Copy out each line of the entries below that contains the word "gray", treating uppercase and lowercase as different.

*Provided information*:

* start *

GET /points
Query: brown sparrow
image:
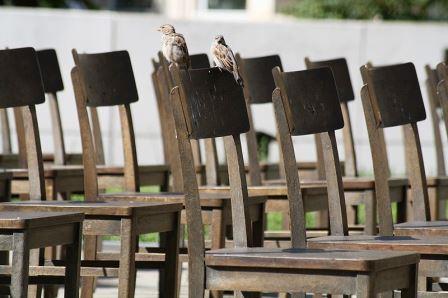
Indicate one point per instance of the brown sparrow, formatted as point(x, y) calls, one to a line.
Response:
point(223, 57)
point(174, 47)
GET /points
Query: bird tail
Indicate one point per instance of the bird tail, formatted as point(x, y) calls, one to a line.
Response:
point(238, 79)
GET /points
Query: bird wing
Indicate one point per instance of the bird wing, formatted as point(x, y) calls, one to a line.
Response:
point(179, 42)
point(225, 56)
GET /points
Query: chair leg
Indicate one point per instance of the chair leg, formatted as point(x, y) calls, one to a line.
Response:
point(258, 229)
point(72, 267)
point(20, 259)
point(370, 203)
point(126, 272)
point(411, 292)
point(36, 258)
point(90, 249)
point(218, 239)
point(403, 206)
point(171, 262)
point(365, 286)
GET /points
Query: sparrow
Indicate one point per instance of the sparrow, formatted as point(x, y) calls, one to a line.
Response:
point(223, 57)
point(174, 47)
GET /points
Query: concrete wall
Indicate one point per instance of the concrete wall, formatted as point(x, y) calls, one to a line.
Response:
point(379, 42)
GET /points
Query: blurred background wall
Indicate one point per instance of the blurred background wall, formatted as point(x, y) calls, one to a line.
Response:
point(251, 27)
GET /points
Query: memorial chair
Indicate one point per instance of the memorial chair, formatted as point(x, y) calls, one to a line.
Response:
point(208, 103)
point(391, 97)
point(125, 219)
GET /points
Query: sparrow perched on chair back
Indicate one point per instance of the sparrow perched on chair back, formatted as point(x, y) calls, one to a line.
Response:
point(174, 47)
point(223, 57)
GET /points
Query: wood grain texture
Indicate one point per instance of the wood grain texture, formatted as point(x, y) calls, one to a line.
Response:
point(20, 80)
point(380, 165)
point(101, 71)
point(196, 276)
point(295, 198)
point(214, 104)
point(341, 75)
point(396, 95)
point(88, 150)
point(432, 80)
point(257, 76)
point(319, 110)
point(50, 71)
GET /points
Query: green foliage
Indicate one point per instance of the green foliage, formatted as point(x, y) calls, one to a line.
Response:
point(368, 9)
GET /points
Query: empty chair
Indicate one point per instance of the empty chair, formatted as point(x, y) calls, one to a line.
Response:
point(208, 103)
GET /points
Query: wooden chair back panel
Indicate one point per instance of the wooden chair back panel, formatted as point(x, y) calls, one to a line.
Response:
point(21, 87)
point(257, 75)
point(432, 81)
point(341, 76)
point(311, 100)
point(106, 79)
point(199, 61)
point(396, 95)
point(110, 78)
point(216, 107)
point(20, 80)
point(50, 71)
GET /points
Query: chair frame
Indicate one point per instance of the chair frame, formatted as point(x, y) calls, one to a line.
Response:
point(227, 272)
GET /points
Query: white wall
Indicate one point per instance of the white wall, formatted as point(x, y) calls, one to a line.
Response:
point(358, 41)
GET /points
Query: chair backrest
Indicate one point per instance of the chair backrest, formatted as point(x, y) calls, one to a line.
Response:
point(208, 103)
point(99, 80)
point(432, 80)
point(258, 87)
point(341, 75)
point(391, 96)
point(51, 73)
point(164, 84)
point(21, 87)
point(52, 80)
point(306, 102)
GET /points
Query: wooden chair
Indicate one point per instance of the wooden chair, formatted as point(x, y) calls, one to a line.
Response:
point(110, 176)
point(125, 219)
point(359, 190)
point(162, 83)
point(22, 232)
point(216, 207)
point(209, 104)
point(391, 97)
point(314, 193)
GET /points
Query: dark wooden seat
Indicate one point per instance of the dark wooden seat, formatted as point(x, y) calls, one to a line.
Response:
point(125, 219)
point(391, 97)
point(221, 113)
point(423, 245)
point(304, 258)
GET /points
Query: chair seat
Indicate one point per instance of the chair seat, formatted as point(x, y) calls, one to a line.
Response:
point(437, 181)
point(317, 187)
point(51, 171)
point(422, 245)
point(208, 199)
point(118, 170)
point(24, 220)
point(96, 208)
point(349, 183)
point(422, 228)
point(277, 258)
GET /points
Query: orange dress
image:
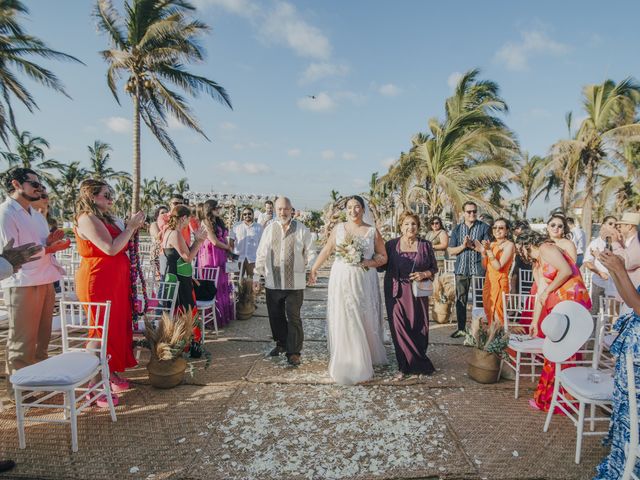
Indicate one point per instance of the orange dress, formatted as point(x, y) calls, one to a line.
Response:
point(495, 283)
point(572, 289)
point(103, 277)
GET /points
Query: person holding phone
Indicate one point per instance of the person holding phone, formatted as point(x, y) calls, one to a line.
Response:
point(601, 283)
point(468, 260)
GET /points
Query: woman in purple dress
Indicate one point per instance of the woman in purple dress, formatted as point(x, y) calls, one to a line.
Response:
point(409, 259)
point(213, 253)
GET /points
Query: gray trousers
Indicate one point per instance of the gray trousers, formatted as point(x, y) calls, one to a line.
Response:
point(30, 312)
point(283, 307)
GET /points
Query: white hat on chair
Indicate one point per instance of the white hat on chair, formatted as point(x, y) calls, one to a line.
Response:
point(566, 328)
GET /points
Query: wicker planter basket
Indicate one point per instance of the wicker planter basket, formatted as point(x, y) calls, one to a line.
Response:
point(166, 373)
point(442, 312)
point(483, 367)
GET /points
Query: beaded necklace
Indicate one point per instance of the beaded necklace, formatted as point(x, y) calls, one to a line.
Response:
point(134, 275)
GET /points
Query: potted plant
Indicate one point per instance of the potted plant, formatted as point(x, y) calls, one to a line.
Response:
point(489, 347)
point(167, 339)
point(444, 294)
point(245, 301)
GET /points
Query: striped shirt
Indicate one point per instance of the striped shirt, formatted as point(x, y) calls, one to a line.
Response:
point(469, 262)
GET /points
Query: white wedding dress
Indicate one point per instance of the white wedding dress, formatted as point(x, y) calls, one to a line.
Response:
point(354, 318)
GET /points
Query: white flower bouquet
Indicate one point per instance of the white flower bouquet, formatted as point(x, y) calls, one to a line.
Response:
point(351, 250)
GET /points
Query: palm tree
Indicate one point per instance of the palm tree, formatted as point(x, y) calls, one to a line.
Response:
point(16, 46)
point(181, 186)
point(528, 177)
point(456, 159)
point(68, 186)
point(124, 191)
point(610, 109)
point(150, 46)
point(30, 153)
point(99, 157)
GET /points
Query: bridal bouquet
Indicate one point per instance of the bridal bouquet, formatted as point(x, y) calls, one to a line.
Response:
point(351, 250)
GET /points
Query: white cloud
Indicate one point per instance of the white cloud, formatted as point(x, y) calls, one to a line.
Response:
point(118, 124)
point(249, 145)
point(244, 8)
point(389, 90)
point(248, 168)
point(387, 162)
point(515, 55)
point(284, 26)
point(328, 154)
point(317, 71)
point(321, 103)
point(228, 126)
point(453, 79)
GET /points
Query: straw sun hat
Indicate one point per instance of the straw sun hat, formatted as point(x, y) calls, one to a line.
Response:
point(566, 328)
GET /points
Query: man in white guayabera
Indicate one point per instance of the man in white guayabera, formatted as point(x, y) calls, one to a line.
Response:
point(285, 253)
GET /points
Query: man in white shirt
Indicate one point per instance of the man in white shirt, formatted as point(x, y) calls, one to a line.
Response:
point(266, 217)
point(29, 294)
point(601, 283)
point(284, 255)
point(245, 237)
point(579, 238)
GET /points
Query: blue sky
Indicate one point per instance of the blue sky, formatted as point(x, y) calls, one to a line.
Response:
point(378, 71)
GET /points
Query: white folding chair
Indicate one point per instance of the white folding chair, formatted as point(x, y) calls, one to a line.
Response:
point(525, 281)
point(524, 351)
point(449, 265)
point(207, 308)
point(576, 385)
point(477, 309)
point(633, 450)
point(83, 357)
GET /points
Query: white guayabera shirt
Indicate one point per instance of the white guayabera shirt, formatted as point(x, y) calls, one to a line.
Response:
point(283, 257)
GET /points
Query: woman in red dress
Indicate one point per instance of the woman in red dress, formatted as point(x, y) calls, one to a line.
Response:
point(104, 272)
point(558, 278)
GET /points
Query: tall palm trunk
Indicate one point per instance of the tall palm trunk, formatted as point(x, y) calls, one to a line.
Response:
point(587, 206)
point(135, 204)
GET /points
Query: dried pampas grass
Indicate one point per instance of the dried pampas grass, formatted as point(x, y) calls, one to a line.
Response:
point(168, 336)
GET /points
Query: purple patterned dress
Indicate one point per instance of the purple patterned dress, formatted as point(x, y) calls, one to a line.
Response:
point(211, 256)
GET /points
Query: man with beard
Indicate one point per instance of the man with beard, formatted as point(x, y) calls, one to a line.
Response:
point(28, 294)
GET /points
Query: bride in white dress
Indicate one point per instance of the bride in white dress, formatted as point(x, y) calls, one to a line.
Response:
point(354, 311)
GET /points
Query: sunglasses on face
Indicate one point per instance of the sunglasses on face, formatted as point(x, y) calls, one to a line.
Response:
point(34, 184)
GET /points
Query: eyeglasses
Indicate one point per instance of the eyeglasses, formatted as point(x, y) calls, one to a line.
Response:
point(34, 184)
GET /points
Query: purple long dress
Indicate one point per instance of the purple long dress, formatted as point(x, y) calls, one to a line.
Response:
point(408, 316)
point(211, 256)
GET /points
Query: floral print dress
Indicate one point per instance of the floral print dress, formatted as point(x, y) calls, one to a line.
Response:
point(627, 343)
point(572, 289)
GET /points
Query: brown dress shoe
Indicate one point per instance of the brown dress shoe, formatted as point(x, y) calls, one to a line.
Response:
point(294, 360)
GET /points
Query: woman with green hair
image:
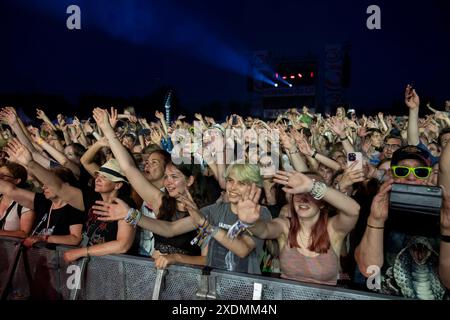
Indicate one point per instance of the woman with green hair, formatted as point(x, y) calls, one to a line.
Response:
point(219, 229)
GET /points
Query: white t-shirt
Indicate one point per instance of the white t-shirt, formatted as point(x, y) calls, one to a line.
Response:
point(12, 222)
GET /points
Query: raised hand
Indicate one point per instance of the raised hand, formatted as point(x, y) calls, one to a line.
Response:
point(380, 204)
point(294, 182)
point(18, 153)
point(113, 117)
point(445, 211)
point(61, 122)
point(285, 140)
point(159, 115)
point(41, 115)
point(248, 209)
point(76, 122)
point(351, 176)
point(337, 126)
point(411, 98)
point(87, 127)
point(189, 204)
point(156, 136)
point(115, 211)
point(304, 146)
point(101, 117)
point(7, 115)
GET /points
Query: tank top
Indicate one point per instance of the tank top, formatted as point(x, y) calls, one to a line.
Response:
point(322, 269)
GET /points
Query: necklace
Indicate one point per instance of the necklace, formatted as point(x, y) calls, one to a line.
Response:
point(302, 242)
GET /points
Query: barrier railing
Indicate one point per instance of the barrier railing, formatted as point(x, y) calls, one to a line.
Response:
point(40, 273)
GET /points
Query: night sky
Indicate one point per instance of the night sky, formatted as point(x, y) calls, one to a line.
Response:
point(201, 48)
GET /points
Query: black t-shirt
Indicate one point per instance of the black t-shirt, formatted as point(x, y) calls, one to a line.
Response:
point(213, 189)
point(60, 219)
point(99, 231)
point(179, 244)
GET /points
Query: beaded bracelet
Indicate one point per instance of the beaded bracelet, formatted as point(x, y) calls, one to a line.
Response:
point(318, 190)
point(133, 217)
point(445, 238)
point(237, 228)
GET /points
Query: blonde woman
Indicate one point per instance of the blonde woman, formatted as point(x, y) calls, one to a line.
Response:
point(241, 254)
point(310, 242)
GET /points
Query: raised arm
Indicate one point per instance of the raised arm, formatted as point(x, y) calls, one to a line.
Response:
point(294, 155)
point(118, 210)
point(338, 127)
point(22, 196)
point(143, 187)
point(41, 115)
point(123, 242)
point(444, 181)
point(10, 116)
point(413, 102)
point(58, 156)
point(241, 246)
point(18, 153)
point(344, 221)
point(160, 116)
point(370, 251)
point(87, 160)
point(26, 224)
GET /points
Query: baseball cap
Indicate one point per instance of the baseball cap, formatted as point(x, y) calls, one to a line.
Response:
point(412, 152)
point(112, 171)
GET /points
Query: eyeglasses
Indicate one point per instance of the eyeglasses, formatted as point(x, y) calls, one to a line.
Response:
point(2, 176)
point(419, 172)
point(392, 146)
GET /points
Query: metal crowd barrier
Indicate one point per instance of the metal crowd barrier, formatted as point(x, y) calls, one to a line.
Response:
point(40, 273)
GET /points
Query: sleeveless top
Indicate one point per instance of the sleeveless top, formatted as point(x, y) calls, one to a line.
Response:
point(179, 244)
point(322, 269)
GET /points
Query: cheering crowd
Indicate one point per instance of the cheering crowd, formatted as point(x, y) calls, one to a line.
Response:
point(305, 197)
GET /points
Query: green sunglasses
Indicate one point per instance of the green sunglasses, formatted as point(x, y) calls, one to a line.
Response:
point(419, 172)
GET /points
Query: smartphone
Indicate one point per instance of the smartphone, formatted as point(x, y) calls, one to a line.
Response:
point(355, 156)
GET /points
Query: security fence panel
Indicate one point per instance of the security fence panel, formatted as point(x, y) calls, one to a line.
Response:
point(41, 273)
point(233, 286)
point(180, 283)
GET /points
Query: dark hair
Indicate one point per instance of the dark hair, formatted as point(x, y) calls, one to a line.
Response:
point(197, 190)
point(393, 136)
point(442, 133)
point(320, 239)
point(78, 149)
point(165, 155)
point(371, 131)
point(149, 149)
point(19, 172)
point(66, 176)
point(131, 136)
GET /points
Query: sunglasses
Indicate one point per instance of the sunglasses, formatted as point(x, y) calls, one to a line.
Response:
point(419, 172)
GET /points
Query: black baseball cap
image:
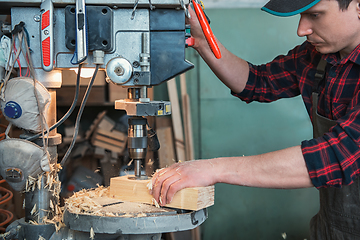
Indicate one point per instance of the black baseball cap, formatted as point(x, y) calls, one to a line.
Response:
point(285, 8)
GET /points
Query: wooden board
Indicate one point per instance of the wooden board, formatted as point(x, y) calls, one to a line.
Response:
point(131, 190)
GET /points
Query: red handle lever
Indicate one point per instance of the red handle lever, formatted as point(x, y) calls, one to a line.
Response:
point(207, 30)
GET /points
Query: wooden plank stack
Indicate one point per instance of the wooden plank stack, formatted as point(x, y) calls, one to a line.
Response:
point(127, 189)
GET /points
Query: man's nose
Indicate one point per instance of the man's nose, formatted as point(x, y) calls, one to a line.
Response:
point(304, 28)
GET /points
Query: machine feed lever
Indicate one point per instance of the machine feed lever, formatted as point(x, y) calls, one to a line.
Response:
point(47, 35)
point(210, 38)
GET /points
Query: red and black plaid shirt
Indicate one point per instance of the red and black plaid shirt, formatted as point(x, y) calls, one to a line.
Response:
point(334, 158)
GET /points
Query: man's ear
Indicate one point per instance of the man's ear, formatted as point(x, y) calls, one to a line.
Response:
point(358, 7)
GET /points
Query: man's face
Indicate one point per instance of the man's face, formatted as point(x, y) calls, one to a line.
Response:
point(331, 29)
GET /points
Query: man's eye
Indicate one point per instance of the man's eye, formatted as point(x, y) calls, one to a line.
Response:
point(314, 15)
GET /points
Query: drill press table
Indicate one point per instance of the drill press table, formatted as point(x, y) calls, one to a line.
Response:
point(126, 220)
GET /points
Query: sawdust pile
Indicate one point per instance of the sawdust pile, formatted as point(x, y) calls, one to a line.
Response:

* end *

*Right answer*:
Query: gray trousers
Indicate one point per instance of the gray trousers, formatted as point(x, y) calls, one to a line.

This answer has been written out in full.